**Exercises**
**A)** Return everything in the overclocking thread from "You should be" down to "voltages a bit.", copied word for word.
**B)** In the overclocking thread, what temperature does spearman914 say the processor should not exceed?
**C)** Continue the thread on overclocking the ASUS P5Q-E from the point where it stops.

# ASUS P5Q-E (Need stable EASY overclock)



## Vincy Boy (Nov 6, 2008)

If you check my system specs one should conclude that I should have an easy time of overclocking. I only want a 1600MHz FSB. Now is that too much to ask? I think not.
Anyways I can set the FSB to 400 and the thing boots but I am seemingly have problems with the USB devices. My Logitecg wireless keyboard and mouse combo freezes. I am swamped with work at college and have little time to learn what all that stuff in the BIOS settings are. Can some expert please give me some pointers. What voltages do I need to increase particulary? Thanks for the info.

Vincy Boy


----------



## spearman914 (Nov 6, 2008)

Increase FSB voltage by 0.005 and Vcore to until it is stable but keep an eye on temps , no higher then 70C and ram divider to 1:1 or 4:5 or 4:6 (4:6 for 1066 MHz RAM)


----------



## mlee49 (Nov 6, 2008)

What voltage do you run?  I'm at 1.4Vcore with 433*8 for 3.4Ghz(1600FSB) on my e8200.  I've set the FSB strap to 400 MHz and run it at a dropped rate.  Some peeps say to set the FSB strap to 333 for a 1:1 ratio, but I cant replicate this.

You should be able to run 3.8GHz easy with a minimal Vcore bump.  Whats your ram's voltage @?


----------



## Urbklr (Nov 6, 2008)

Hmmm, thats odd. Mine will do 400MHz at stock voltage. Try bumping the FSB Term and NB voltages a bit.


----------



## spearman914 (Nov 6, 2008)

The thing about the freezing mouse and keyboard it may be a bad usb port. Plug it in another port and reinstall the drivers for it.


----------



## Vincy Boy (Nov 6, 2008)

further info: I got some abominable action going on with my ram, I added 2 1 gig sticks of supertalent PC6400 ram (I know some kind of sick bestiality there) so I am limited by those but I want the 4 gigs. That's why I am not pushing for more than 1600MHz. Wanna keep that ratio 1:1.


----------



## Urbklr (Nov 6, 2008)

Wait, are you trying to run your RAM at 1600MHz or 1:1 ratio?


----------



## Vincy Boy (Nov 6, 2008)

spearman914  	The thing about the freezing mouse and keyboard it may be a bad usb port. Plug it in another port and reinstall the drivers for it. 

well then all the USB ports are bad then. That cannot be it cause I have had the same problem with different OS installs and different USB ports. Maybe I got a "bad" board perhaps. As is said when overclocking your "mileage may vary". I do think/hope that some more voltz is what I need.


----------



## Vincy Boy (Nov 6, 2008)

Urbklr said:


> Wait, are you trying to run your RAM at 1600MHz or 1:1 ratio?

**Raw data**
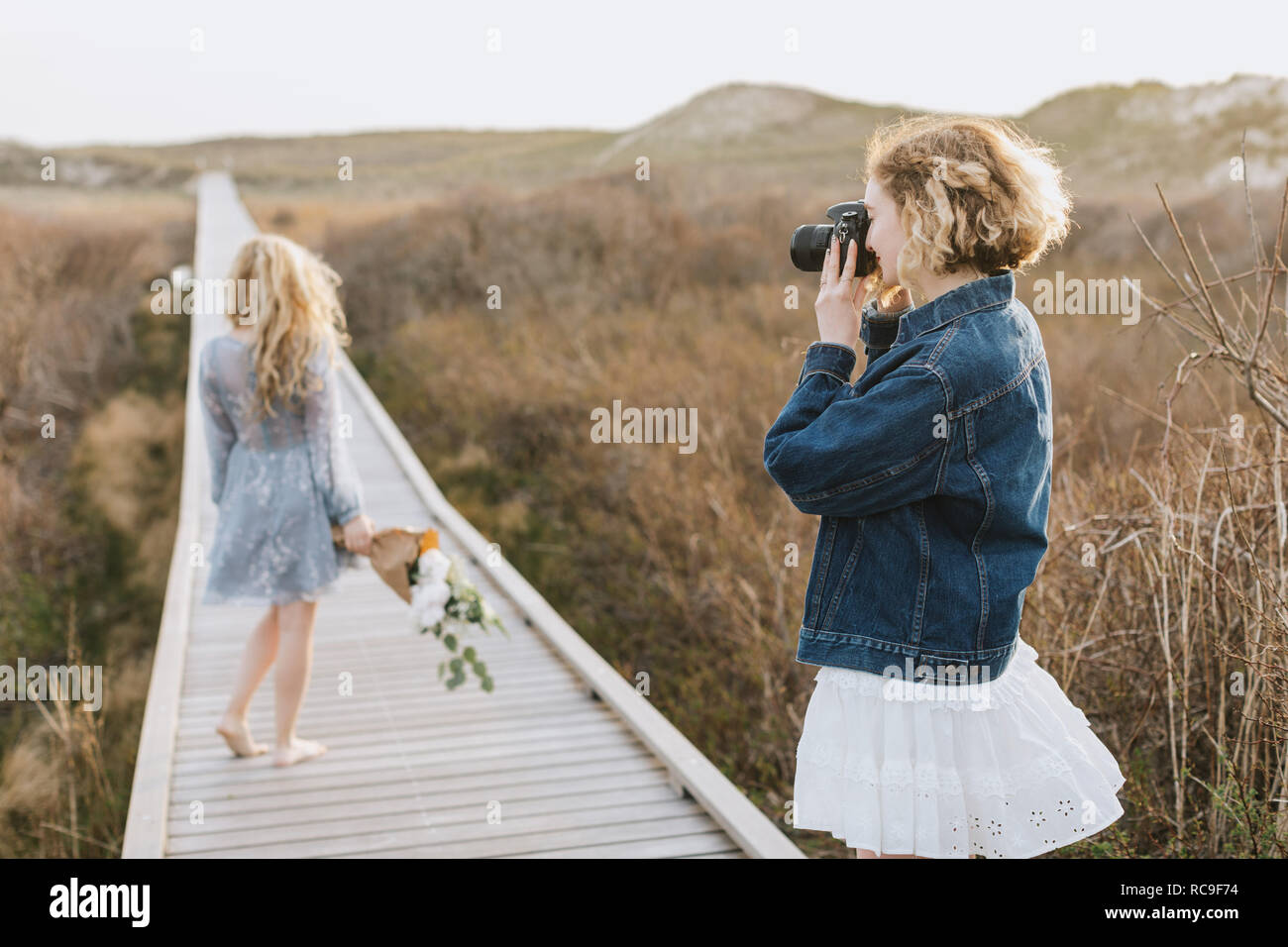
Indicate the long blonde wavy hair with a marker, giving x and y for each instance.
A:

**Written responses**
**A)**
You should be able to run 3.8GHz easy with a minimal Vcore bump.  Whats your ram's voltage @?


----------



## Urbklr (Nov 6, 2008)

Hmmm, thats odd. Mine will do 400MHz at stock voltage. Try bumping the FSB Term and NB voltages a bit.

**B)** 70C

**C)**
1:1

1600MHZ FSB and 800MHz DDR2. That is 1:1, right? (FSB 400MHz quad-pumped, Memory speed 400MHz x2)


----------



## spearman914 (Nov 6, 2008)

Vincy Boy said:


> spearman914  	The thing about the freezing mouse and keyboard it may be a bad usb port. Plug it in another port and reinstall the drivers for it.
> 
> well then all the USB ports are bad then. That cannot be it cause I have had the same problem with different OS installs and different USB ports. Maybe I got a "bad" board perhaps. As is said when overclocking your "mileage may vary". I do think/hope that some more voltz is what I need.



If it occurs in every system then somehow the OC interfered with the mouse and keyboard and made it bad. Weird... 


Urbklr said:


> Wait, are you trying to run your RAM at 1600MHz or 1:1 ratio?



1.6 GHz is nearly impossible for DDR2. He said he's gonna run 1:1


----------



## Urbklr (Nov 6, 2008)

Vincy Boy said:


> 1:1



Okay...Thought for a second you wanted to run your RAM at 1600MHz


----------



## Vincy Boy (Nov 6, 2008)

mlee49 said:


> What voltage do you run?  I'm at 1.4Vcore with 433*8 for 3.4Ghz(1600FSB) on my e8200.  I've set the FSB strap to 400 MHz and run it at a dropped rate.  Some peeps say to set the FSB strap to 333 for a 1:1 ratio, but I cant replicate this.
> 
> You should be able to run 3.8GHz easy with a minimal Vcore bump.  Whats your ram's voltage @?



I had everything at auto but for the  400 FSB setting. I thought that would be all that I would need. Also I know this CPU can run at more than 4GHz cause I did that with the 1066 ram alone. Just need to find stability.


----------



## spearman914 (Nov 6, 2008)

Vincy Boy said:


> I had everything at auto but for the  400 FSB setting. I thought that would be all that I would need. Also I know this CPU can run at more than 4GHz cause I did that with the 1066 ram alone. Just need to find stability.



What  are ur timings? ex: 5-5-5-15


----------



## mlee49 (Nov 7, 2008)

Vincy Boy said:


> I had everything at auto but for the  400 FSB setting. I thought that would be all that I would need. Also I know this CPU can run at more than 4GHz cause I did that with the 1066 ram alone. Just need to find stability.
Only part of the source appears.